Document extract:
50 to 50 #6: Myponga Primary School

[This post is part of the series 50 to 50, fifty posts in the lead-up to my 50th birthday next weekend. Originally intended to be one per day, with the final one on the birthday itself, it’s been disrupted by my work schedule. There will still be fifty posts, eventually, just not one per day.]

One day in early 1966, when I was still five years old, I caught the school bus from the front gate of our dairy farm near Mount Compass and enrolled myself at Myponga Primary School.

Yes, I enrolled myself. My parents were too busy running the farm that day. I can just remember being taken to the principal’s office to answer the questions he needed to complete the enrolment form. Name, date of birth, address, telephone number, parents’ names and so on. I daresay my parents had phoned in advance with most of that stuff, but at the time I felt so very grown up and clever.

I knew my alphabet and could count and do basic arithmetic before I went to school. These days there are kindergartens and pre-schools in the cities and towns, and plenty of kids’ TV programs wherever you live. But who taught me back then? I’m guessing my grandmother — my mother’s mother — who lived with us on the farm. Alas, I have almost no memory of her.

School bored me. All these kids seemed so stupid! They had to be taught their letters and numbers and I already knew all that. Apparently I was disruptive in class. Who knew?

The photo [embiggen] is actually from 1969, when I was in Grade 5 and nine years old. Which kid is me? I’ll tell you at the bottom of this post.

The guy on the top row, sixth from the left with a cheesy grin, is Mark Lorenzetti. Our families were friends. Mark was the same age as me, his youngest brother the same age as mine, and he had a brother in the middle. Like us, they had a dairy farm, though theirs had plenty of irrigated land and was clearly far more productive through those droughts of the 1960s. I reckon our dogs were smarter than theirs though.

Somewhere in that photo should be a guy called Gino Pacitti, but I can’t figure out where. The teacher is Mr Kunze. At the time I didn’t understand why some kids were punished so severely for making jokes about his name, but I get it now. That giant blonde girl in the front row? I’ve no idea who she is.

But I get ahead of myself…

One day in maybe June or July 1966, the principal came into the Grade 1 classroom with a man who I later discovered was a school inspector from the education department head office in Adelaide. They took me to another classroom, maybe Grade 3 or Grade 4, where the students were taking turns reading a story from a book. They sat me at a vacant desk and, when it came to my turn, I read from the book like everyone else. I did just fine.

Problem set:
a) List every person mentioned by name in the school memoir above.
b) Reproduce the records below line for line, with no alterations.

Named object pointing entries:

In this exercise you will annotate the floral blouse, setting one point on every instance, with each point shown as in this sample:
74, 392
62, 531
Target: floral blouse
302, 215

Completed exercise:
a) Mark Lorenzetti, Gino Pacitti, Mr Kunze

b)
In this exercise you will annotate the floral blouse, setting one point on every instance, with each point shown as in this sample:
74, 392
62, 531
Target: floral blouse
302, 215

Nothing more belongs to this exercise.